**Action item:** Continue the passage on mental effort, quantum physics and the conservation of energy, picking up after its last sentence.

BEGIN Text segment

If the will is non-physical, and yet causally exerts itself on matter, then that means that the physical domain is not causally closed, and hence that the law of conservation of energy is false.
I don't know about that. From what I read the implication is that there is a potentially infinite amount of energy to draw upon. Whether that upsets the law of conservation of energy or not, I suppose, is debatable (by someone with way more expertise in this field than myself).
The main idea, as far as I can tell, is that classical physics is insufficient to describe the causal efficacy of mental effort. The standard way of conceptualizing what appears to be an "uncaused" act of will was to label it an "illusion". Quantum physics, as opposed to classical physics, introduces a subjectively free agent, to which can be attributed the observable effects of mental effort (heretofore only considered an illusion). "Our willful choices enter neither as redundant nor epiphenomenal effects, but rather as fundamental dynamical elements that have the causal efficacy that the objective data appear to assign to them."

END Text segment
BEGIN Record excerpts

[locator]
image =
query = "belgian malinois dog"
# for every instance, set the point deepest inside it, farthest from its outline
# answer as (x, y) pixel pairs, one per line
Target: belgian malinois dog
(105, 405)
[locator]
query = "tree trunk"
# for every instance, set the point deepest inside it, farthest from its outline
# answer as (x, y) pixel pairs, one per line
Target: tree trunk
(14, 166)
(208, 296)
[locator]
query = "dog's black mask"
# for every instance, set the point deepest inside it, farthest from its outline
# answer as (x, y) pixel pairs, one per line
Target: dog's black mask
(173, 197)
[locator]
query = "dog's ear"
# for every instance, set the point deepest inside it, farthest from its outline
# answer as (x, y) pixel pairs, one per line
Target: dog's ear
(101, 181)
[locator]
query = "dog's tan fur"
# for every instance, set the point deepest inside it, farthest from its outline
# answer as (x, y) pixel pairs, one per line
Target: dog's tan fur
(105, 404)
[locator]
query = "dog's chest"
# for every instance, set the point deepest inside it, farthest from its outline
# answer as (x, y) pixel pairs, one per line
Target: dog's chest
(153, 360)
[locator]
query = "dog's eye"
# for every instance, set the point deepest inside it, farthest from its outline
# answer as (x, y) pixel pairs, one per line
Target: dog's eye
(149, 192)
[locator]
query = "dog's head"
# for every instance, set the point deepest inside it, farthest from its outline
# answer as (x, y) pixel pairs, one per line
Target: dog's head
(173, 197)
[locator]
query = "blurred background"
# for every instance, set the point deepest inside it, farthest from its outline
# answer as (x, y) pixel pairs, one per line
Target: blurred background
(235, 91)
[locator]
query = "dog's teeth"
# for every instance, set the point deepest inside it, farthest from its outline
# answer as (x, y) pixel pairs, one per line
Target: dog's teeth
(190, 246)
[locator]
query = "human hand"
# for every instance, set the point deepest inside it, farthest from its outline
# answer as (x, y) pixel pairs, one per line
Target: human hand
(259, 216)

END Record excerpts
BEGIN Record excerpts

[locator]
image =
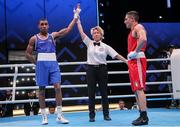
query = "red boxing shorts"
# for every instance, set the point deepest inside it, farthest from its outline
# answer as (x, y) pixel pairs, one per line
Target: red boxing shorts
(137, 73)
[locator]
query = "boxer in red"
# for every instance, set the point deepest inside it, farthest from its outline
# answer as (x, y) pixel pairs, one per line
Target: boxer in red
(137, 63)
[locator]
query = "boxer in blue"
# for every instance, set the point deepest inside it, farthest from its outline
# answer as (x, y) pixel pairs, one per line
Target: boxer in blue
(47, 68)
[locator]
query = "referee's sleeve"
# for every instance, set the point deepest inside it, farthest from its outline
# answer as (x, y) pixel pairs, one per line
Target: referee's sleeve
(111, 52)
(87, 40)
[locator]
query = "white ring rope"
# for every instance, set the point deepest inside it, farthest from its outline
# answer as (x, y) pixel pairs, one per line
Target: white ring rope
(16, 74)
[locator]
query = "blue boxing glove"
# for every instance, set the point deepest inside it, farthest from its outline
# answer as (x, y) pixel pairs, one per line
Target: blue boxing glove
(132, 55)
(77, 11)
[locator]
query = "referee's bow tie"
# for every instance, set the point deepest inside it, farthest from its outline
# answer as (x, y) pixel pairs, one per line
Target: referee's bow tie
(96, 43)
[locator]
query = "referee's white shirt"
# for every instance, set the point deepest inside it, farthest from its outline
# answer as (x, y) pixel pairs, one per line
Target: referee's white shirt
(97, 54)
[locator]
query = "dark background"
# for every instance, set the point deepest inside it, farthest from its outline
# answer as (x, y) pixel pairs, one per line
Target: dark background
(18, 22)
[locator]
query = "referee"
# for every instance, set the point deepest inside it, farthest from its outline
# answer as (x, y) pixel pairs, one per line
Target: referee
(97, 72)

END Record excerpts

**The answer:**
Further, quantum theory posits that at any given moment there are many possible futures, and if we were to adhere to the mathematics of the quantum wave function, we could no longer assume an objective, material universe - just potential versions of physical existence - and only one version perceived. Because only one version of material reality is ultimately perceived, the contention is that it can be mathematically proven that the conscious perceiving agent must be non-physical:
"That is, each of us must have a non-physical perceiving aspect that looks into physical reality and perceives just one of the quantum mechanical versions of physical reality. And since it is nonphysical, it is, of course, not located anywhere (such as in the brain) in physical three-dimensional space. It is this feature that distinguishes sentient beings from laboratory detectors."
At any rate, quantum theory at least
gives the immateriality and self-determination of the soul some plausibility. That's really the only reason I brought it up. Beyond the plausibility of all this, I have nothing invested in the particulars of quantum mechanics as it relates to neuroscience.
Here's what I see as plausible, which you, of course, are free to deny:
Quantum effects have influence upon brain function, on a large scale, splitting the brain's nerve cells into the trillion or so "Yes-No" possibilities defined by the mathematics of the quantum wave function, effectively allowing for a variety of possible realities. The focus of attention, or effort, being the primary vehicle for the assertion of the non-physical agent's will.